> **Reading text**:
= = =
As a church and as a community it is a privilege for us to be in a place where we can bless others... every good and perfect gift comes from above, we have been given our abilities, our jobs, our finances from the One who provides and from whom all blessings flow...

my prayer is that He will be pleased with the outward display of putting our heart where our treasure is, by leaving a gift at the altar for someone who will be delighted to receive it one day and also make a statement that as Christians we DO care about what is happening outside our church walls... that the love we have for others in need is genuine...

I cannot wait to see all this unfold on October 16.... be there!!!!!!!!!!!!!!!!!! ( and bring a gift!!!)

Wednesday, September 7, 2011

... nothing earth shattering...

2 days of "home schooling" have gone by... I think it is working pretty well... yes it is boring, but stuff gets done... the goal, be done with this Semester Dec 14.... wow. we will see.
volunteer work set up for her... a whole day in the Kindergarten classroom at the Christian School each week.. wonderful.. making a difference, ( the theme this year...) so happy she can be back there a bit again this semester.. such a great place.
looks like life just continues to go on... no big lessons, no big lows or highs... each day a full array of choices, overwhelming sometimes.. annoying other times.. and then there are the heartbreaking moments.. but also the little joys..
= = =
> **Supplied information**:

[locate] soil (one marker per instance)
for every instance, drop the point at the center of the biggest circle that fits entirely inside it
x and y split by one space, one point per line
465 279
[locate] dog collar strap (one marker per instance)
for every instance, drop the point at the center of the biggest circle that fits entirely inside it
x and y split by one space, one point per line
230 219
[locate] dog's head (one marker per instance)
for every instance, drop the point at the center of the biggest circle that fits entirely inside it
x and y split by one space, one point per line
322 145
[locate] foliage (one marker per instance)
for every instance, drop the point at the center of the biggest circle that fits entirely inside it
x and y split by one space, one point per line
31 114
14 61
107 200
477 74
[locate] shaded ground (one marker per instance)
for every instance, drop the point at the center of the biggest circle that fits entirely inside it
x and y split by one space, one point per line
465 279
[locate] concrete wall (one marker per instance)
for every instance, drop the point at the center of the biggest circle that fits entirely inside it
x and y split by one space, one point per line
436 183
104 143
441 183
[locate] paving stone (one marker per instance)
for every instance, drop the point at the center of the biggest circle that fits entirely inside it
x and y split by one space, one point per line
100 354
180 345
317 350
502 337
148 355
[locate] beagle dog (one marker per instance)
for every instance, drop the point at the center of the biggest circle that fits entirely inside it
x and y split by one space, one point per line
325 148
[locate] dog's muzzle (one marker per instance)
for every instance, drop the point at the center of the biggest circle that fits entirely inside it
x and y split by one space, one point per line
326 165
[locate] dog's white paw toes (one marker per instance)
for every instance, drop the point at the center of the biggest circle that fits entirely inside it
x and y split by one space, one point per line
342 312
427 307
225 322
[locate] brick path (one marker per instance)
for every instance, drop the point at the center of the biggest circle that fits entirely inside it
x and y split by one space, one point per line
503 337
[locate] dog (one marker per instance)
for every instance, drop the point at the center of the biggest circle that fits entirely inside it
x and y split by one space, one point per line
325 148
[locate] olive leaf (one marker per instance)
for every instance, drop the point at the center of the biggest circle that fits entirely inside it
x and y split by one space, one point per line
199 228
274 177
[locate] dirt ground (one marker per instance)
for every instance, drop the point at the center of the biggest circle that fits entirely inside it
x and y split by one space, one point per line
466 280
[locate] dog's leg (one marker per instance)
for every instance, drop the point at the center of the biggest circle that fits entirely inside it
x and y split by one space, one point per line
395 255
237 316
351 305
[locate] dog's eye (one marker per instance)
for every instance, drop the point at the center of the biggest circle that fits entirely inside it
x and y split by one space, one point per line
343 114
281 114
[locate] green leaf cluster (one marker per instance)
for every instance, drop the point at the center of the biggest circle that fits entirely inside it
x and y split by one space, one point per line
= = =
> **Short problem A**: Translate this sentence from the blog post into Spanish: "I cannot wait to see all this unfold on October 16."
> **Short problem B**: Retype the part of the blog post from "volunteer work set" up to and including "a great place.".

> **Problem solution A**: Estoy deseando ver cómo se desarrolla todo esto el 16 de octubre.

> **Problem solution B**:
volunteer work set up for her... a whole day in the Kindergarten classroom at the Christian School each week.. wonderful.. making a difference, ( the theme this year...) so happy she can be back there a bit again this semester.. such a great place.